WORK TO BE COMPLETED -
Format the lines of all the items below as one numbered list, leaving out any blank lines.

(Records from a point labeling set)
○ ○ ○ ○ ○ ○ ○

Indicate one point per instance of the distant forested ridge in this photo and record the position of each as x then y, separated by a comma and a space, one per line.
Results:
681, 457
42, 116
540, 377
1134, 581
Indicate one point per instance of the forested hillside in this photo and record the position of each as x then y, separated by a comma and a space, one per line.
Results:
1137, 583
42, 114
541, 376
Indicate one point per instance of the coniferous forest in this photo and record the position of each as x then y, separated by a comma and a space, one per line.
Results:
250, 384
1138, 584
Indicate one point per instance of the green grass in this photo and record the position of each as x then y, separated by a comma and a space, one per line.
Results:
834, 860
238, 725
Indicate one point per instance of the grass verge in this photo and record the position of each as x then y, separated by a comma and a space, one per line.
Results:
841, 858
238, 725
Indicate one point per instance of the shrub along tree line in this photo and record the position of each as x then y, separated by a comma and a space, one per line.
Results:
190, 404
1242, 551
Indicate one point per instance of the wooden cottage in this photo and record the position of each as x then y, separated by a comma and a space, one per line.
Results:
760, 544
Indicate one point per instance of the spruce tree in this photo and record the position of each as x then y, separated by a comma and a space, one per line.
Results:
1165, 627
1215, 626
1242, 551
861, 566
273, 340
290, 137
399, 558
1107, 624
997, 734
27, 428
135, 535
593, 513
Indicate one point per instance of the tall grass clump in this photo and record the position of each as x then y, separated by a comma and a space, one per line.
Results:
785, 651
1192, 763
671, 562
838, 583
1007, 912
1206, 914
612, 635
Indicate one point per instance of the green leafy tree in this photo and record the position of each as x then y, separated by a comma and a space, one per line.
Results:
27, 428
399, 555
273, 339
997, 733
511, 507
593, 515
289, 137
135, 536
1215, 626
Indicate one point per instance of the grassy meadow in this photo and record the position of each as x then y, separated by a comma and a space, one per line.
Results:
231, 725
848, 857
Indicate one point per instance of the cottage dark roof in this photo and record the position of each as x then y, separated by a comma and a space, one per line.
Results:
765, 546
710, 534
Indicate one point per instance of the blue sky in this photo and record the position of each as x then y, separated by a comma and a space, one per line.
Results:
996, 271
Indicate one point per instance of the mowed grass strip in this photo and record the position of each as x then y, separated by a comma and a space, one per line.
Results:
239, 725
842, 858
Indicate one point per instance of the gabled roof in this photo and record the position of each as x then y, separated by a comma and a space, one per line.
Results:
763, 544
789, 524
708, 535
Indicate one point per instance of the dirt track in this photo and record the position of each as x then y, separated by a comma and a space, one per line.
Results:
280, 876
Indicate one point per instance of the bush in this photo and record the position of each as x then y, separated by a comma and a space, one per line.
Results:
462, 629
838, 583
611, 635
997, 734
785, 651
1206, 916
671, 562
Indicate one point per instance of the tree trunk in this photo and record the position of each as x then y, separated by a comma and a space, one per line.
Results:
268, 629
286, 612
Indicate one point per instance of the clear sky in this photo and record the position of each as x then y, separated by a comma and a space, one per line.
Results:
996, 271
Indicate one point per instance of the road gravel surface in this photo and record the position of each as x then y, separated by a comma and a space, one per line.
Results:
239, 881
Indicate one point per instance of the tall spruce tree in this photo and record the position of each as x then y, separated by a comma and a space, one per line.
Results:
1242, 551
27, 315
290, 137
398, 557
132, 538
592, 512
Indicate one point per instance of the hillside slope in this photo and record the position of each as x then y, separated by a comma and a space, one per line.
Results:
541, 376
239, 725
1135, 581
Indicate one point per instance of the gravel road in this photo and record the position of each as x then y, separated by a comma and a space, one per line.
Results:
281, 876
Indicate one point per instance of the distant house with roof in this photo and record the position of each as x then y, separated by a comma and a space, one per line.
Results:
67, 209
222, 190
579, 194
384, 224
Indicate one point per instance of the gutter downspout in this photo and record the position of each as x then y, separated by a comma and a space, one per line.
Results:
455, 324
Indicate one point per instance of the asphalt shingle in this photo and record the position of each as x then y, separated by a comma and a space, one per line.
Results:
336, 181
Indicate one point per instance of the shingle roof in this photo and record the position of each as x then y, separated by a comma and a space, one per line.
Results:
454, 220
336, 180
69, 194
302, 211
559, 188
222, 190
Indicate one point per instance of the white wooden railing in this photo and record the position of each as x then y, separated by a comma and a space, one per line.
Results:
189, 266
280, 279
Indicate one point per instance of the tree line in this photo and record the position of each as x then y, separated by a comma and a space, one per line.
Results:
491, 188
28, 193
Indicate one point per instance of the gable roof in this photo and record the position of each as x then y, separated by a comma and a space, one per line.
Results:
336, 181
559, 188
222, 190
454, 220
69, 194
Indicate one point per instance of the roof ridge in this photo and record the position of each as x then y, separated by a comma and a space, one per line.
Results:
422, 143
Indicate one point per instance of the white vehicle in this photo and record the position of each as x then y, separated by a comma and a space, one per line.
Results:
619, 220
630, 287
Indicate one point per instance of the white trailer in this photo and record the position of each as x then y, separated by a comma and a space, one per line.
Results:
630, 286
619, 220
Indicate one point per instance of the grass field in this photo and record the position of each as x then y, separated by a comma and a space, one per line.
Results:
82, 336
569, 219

○ ○ ○ ○ ○ ○ ○

WRITTEN ANSWER -
1. Indicate one point per instance of the distant forested ridge in this photo and record the position of each as x then y, separated by a comma and a space, one per line.
2. Results:
3. 681, 457
4. 42, 116
5. 540, 377
6. 1134, 581
7. Indicate one point per instance of the forested hillside in this photo and record the position of each as x then y, separated by a comma and a space, one per line.
8. Results:
9. 1137, 583
10. 42, 114
11. 541, 376
12. Indicate one point per instance of the coniferous forest in this photo and record the position of each as x then y, separated by a comma and a space, one per line.
13. Results:
14. 250, 384
15. 1138, 584
16. Indicate one point per instance of the green grass in this photo and record the position of each as x then y, separated by a comma and a space, one per line.
17. Results:
18. 834, 860
19. 238, 725
20. Indicate one point per instance of the grass verge in this photo and record the position of each as x then y, separated by a comma and a space, one per line.
21. Results:
22. 841, 858
23. 238, 725
24. Indicate one point per instance of the shrub along tree line in this photo and record the position of each as x then y, separated by a comma and a space, one per line.
25. Results:
26. 190, 404
27. 1242, 551
28. Indicate one point per instance of the wooden cottage in this photo and record the position of each as x then y, separated by a comma and a space, one per line.
29. Results:
30. 760, 544
31. Indicate one point per instance of the spruce tree in this photo and record the position of each as x then y, separated by a comma and a space, one per line.
32. Results:
33. 1165, 627
34. 1215, 626
35. 1242, 551
36. 861, 566
37. 273, 340
38. 290, 137
39. 399, 558
40. 1107, 624
41. 997, 734
42. 27, 428
43. 135, 535
44. 593, 513
45. Indicate one point per instance of the tall grass clump in this photo and record the position of each as x then y, separated by a comma and a space, one per line.
46. Results:
47. 785, 651
48. 1192, 763
49. 671, 562
50. 838, 583
51. 1007, 912
52. 1206, 914
53. 612, 635
54. Indicate one point per instance of the green leafy tree in this photo and record the position of each as x then y, separated by a comma and a space, one per line.
55. Results:
56. 27, 428
57. 399, 555
58. 273, 339
59. 997, 733
60. 511, 507
61. 593, 515
62. 289, 137
63. 135, 536
64. 1215, 626
65. Indicate one point per instance of the grassy meadow in this photo and record the position of each as x then y, separated by a comma and a space, one per line.
66. Results:
67. 231, 725
68. 848, 857
69. Indicate one point per instance of the cottage dark roof in this photo and record the position of each as x then y, separated by a comma and a space, one per line.
70. Results:
71. 765, 546
72. 710, 534
73. Indicate one point per instance of the blue sky in this photo and record the position of each as x then y, separated by a comma and a space, one per line.
74. Results:
75. 996, 271
76. Indicate one point per instance of the mowed grass strip in this photo and record the position of each as x then y, separated by a comma and a space, one per line.
77. Results:
78. 239, 725
79. 842, 858
80. Indicate one point per instance of the gabled roof in this photo and record the position of each as x then y, separated by a comma and a space, one per line.
81. Results:
82. 763, 544
83. 789, 524
84. 708, 535
85. Indicate one point per instance of the dirt track in this photo and record the position of each as x then y, separated by a comma and a space, one per line.
86. Results:
87. 280, 876
88. Indicate one point per instance of the bush in this photo and record the position of each as x then y, separated by a comma and a space, one per line.
89. Results:
90. 462, 629
91. 838, 583
92. 611, 635
93. 997, 734
94. 785, 651
95. 1206, 916
96. 671, 562
97. Indicate one point per instance of the tree trunk in this photo and record the position of each as x then y, separated by a comma and a space, one per line.
98. Results:
99. 268, 629
100. 286, 612
101. Indicate one point per instance of the clear sky in this photo and record the position of each as x then y, separated by a comma and a space, one per line.
102. Results:
103. 996, 271
104. Indicate one point per instance of the road gravel surface in this photo and record the position of each as x then y, separated by a comma and a space, one per line.
105. Results:
106. 239, 881
107. Indicate one point per instance of the tall spruce tree in this photo and record the position of each as x then y, separated by a comma and a space, one per line.
108. Results:
109. 1242, 551
110. 27, 315
111. 290, 137
112. 398, 557
113. 132, 538
114. 592, 512
115. Indicate one point per instance of the hillside slope in this photo and record the position of each as x then y, separated by a comma and a space, one per line.
116. Results:
117. 541, 376
118. 239, 725
119. 1135, 581
120. Indicate one point per instance of the gravel road in this photo and record the position of each as x then y, separated by a comma and a space, one per line.
121. Results:
122. 281, 876
123. Indicate one point per instance of the distant house with roof in this photo and record the position of each as x then y, separated by a comma and a space, one per line.
124. Results:
125. 67, 209
126. 222, 190
127. 579, 194
128. 384, 224
129. Indicate one point per instance of the gutter downspout in this photo and record the position of each as x then y, separated by a comma and a space, one per line.
130. Results:
131. 455, 324
132. Indicate one point per instance of the asphalt shingle in this photo and record the position of each as x then y, separated by a comma and a space, one per line.
133. Results:
134. 336, 181
135. Indicate one point per instance of the shingle roof in this photo and record the position of each as x then y, separated by a comma and a space, one per line.
136. Results:
137. 454, 220
138. 336, 180
139. 69, 194
140. 302, 211
141. 559, 188
142. 222, 190
143. Indicate one point per instance of the white wooden railing in this photo and record the position of each as x then y, separated by a comma and a space, one per line.
144. Results:
145. 189, 266
146. 280, 279
147. Indicate one point per instance of the tree line in this photo and record the position of each as x then y, separated by a comma and a space, one per line.
148. Results:
149. 491, 188
150. 28, 193
151. Indicate one point per instance of the gable roof in this photo and record the position of each as x then y, separated by a comma and a space, one per line.
152. Results:
153. 336, 181
154. 559, 188
155. 222, 190
156. 454, 220
157. 69, 194
158. Indicate one point per instance of the roof ridge in this photo and record the position of each as x then y, separated by a comma and a space, one per line.
159. Results:
160. 422, 143
161. Indicate one point per instance of the white vehicle in this photo and record the position of each as x then y, separated by a comma and a space, one per line.
162. Results:
163. 619, 220
164. 630, 287
165. Indicate one point per instance of the white trailer in this photo and record the position of each as x then y, separated by a comma and a space, one per line.
166. Results:
167. 630, 286
168. 619, 220
169. Indicate one point per instance of the grass field in this photo and record the position of each as x then y, separated by a comma and a space, one per line.
170. Results:
171. 82, 336
172. 569, 219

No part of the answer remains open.